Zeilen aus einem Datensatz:
# # # # #
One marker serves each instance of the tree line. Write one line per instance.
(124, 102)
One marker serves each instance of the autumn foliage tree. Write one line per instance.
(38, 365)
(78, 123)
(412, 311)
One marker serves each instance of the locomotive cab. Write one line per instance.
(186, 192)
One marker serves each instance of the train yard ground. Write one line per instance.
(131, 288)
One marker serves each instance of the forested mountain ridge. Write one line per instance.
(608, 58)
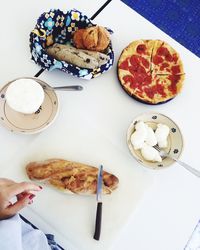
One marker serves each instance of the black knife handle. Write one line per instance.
(98, 221)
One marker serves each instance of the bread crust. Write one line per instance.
(70, 177)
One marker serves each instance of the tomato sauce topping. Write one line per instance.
(174, 79)
(140, 79)
(175, 69)
(141, 49)
(124, 64)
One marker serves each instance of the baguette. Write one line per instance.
(70, 177)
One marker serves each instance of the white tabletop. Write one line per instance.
(166, 217)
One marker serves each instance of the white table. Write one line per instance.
(165, 219)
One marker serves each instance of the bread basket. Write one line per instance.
(57, 27)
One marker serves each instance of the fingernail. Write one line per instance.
(31, 196)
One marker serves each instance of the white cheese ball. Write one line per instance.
(150, 154)
(139, 136)
(150, 138)
(161, 134)
(25, 96)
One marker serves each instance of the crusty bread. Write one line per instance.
(70, 177)
(94, 38)
(78, 39)
(79, 57)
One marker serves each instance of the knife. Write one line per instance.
(99, 204)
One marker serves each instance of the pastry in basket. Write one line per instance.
(79, 57)
(70, 177)
(94, 38)
(151, 71)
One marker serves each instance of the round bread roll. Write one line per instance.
(78, 39)
(95, 38)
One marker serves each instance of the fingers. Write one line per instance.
(22, 187)
(7, 182)
(16, 207)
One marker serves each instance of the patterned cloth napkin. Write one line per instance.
(178, 18)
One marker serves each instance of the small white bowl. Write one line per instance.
(24, 95)
(175, 139)
(29, 123)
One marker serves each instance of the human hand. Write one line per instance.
(22, 191)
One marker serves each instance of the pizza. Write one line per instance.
(151, 71)
(70, 177)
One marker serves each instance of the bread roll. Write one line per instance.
(78, 57)
(95, 38)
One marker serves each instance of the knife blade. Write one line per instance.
(99, 204)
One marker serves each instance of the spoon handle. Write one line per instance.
(69, 88)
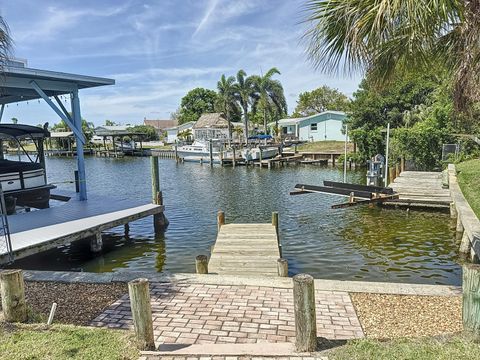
# # # # #
ZIEL DER ÜBUNG: Gib die Zeilen von der Zeile mit „One marker serves each instance of the pizza.“ bis einschließlich der letzten Zeile vollständig erneut aus und verschiebe dabei jeden Koordinatenwert um 4 nach oben. Die Bildvermerke bleiben weg.

LÖSUNG DER AUFGABE:
One marker serves each instance of the pizza. Write one line per instance.
(155, 75)
(74, 181)
One marker serves each instance of the bread roll. Write one line per instance.
(82, 61)
(99, 42)
One marker serves each instance of the knife blade. Write one line per instance.
(103, 208)
One marker serves each instance of the spoon handle. Write one line per instance.
(73, 92)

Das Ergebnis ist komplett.